Dataset entries:
◇ ◇ ◇
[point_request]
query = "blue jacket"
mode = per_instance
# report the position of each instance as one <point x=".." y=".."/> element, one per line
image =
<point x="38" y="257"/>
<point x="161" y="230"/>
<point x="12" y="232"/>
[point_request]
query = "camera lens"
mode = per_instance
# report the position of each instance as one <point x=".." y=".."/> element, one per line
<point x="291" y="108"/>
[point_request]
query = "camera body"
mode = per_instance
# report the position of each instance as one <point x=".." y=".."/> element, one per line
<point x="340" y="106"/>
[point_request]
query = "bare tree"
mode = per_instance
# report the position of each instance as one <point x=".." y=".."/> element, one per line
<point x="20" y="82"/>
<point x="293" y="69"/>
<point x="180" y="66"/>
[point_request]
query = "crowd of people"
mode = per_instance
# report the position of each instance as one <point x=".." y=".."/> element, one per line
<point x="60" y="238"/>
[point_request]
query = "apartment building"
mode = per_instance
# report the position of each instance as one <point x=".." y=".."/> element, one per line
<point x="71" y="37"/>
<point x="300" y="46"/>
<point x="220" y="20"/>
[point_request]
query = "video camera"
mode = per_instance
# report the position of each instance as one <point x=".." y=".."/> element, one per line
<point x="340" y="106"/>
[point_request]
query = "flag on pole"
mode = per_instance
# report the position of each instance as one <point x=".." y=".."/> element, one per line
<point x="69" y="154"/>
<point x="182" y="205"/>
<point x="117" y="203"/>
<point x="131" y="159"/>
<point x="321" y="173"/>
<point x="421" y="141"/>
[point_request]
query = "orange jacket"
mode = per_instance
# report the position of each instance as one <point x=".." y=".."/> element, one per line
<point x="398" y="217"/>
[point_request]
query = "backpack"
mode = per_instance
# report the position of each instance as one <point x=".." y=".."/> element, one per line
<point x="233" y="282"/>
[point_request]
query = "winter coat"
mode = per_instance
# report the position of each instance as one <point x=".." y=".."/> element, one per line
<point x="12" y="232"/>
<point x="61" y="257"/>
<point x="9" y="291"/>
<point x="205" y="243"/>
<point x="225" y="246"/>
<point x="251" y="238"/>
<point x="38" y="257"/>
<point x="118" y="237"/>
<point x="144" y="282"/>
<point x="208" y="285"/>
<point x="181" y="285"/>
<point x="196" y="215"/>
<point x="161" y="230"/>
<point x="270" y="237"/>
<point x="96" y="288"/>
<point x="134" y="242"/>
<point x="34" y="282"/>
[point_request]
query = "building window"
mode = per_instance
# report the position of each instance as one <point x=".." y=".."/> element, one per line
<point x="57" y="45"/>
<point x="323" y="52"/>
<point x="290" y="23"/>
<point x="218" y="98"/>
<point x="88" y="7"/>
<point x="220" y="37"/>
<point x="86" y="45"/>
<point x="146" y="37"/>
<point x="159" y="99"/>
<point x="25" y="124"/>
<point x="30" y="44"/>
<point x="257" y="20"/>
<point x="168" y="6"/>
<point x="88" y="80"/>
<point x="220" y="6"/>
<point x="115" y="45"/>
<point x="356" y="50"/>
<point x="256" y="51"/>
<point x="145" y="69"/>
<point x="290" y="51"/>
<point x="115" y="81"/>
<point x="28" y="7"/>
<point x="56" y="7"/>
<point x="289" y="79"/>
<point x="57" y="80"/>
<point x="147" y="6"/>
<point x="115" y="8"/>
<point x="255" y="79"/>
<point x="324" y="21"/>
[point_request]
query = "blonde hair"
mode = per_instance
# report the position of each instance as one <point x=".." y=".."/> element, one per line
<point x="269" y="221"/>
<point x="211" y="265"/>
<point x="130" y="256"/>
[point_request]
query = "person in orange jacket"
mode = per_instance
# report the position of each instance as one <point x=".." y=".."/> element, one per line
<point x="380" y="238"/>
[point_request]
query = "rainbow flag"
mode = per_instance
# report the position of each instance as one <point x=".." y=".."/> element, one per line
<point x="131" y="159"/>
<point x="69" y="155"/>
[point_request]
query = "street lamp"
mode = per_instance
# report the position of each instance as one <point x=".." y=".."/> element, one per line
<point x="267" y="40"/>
◇ ◇ ◇
What is expected
Copy out every line of the data that includes "orange".

Output below
query = "orange jacket"
query = "person in orange jacket"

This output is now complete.